» **Brief**
Copy the listing below word for word, keeping every line unchanged.

» **Supplied data**

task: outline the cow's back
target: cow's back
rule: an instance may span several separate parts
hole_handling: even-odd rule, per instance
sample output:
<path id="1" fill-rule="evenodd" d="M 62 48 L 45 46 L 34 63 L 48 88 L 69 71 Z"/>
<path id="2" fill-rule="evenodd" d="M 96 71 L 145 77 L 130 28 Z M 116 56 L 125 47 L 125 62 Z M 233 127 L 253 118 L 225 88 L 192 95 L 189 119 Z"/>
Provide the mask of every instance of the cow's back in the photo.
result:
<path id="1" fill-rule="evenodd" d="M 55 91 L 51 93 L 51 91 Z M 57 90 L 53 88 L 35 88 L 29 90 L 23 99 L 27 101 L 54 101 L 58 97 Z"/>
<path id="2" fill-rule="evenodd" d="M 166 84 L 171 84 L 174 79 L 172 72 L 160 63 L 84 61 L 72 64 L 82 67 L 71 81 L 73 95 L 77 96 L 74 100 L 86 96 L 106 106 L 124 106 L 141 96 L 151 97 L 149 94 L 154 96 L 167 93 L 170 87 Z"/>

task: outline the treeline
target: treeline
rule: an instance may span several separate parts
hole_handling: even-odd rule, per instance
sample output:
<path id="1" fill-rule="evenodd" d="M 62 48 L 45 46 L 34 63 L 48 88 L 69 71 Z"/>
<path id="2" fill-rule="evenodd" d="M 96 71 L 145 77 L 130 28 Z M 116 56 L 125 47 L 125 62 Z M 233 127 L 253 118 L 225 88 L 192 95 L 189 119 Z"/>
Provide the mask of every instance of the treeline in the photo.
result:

» **Output for this task**
task: outline the cow's back
target: cow's back
rule: an instance may span several separate parts
hole_handling: even-odd rule, per instance
sample output:
<path id="1" fill-rule="evenodd" d="M 62 48 L 45 46 L 34 63 L 48 88 L 69 71 Z"/>
<path id="2" fill-rule="evenodd" d="M 96 71 L 145 77 L 130 28 Z M 116 56 L 125 47 L 125 62 Z M 233 127 L 253 118 L 225 88 L 192 95 L 189 119 Z"/>
Provide the mask of every instance of the cow's back in the photo.
result:
<path id="1" fill-rule="evenodd" d="M 55 91 L 51 93 L 51 91 Z M 57 90 L 53 88 L 35 88 L 29 90 L 23 99 L 27 101 L 54 101 L 58 97 Z"/>
<path id="2" fill-rule="evenodd" d="M 166 84 L 171 84 L 174 79 L 172 72 L 160 63 L 84 61 L 72 64 L 82 67 L 71 81 L 73 95 L 77 96 L 74 100 L 86 96 L 106 106 L 124 106 L 141 96 L 151 97 L 149 94 L 154 96 L 167 93 L 170 87 Z"/>

task: outline the treeline
target: treeline
rule: an instance may span several separate parts
hole_handling: even-odd rule, per instance
sample output:
<path id="1" fill-rule="evenodd" d="M 62 48 L 45 46 L 34 63 L 48 88 L 69 71 Z"/>
<path id="2" fill-rule="evenodd" d="M 96 71 L 145 77 L 130 28 Z M 116 56 L 125 47 L 125 62 Z M 233 127 L 253 118 L 225 88 L 192 95 L 189 119 Z"/>
Provide the mask of every instance of the treeline in the photo.
result:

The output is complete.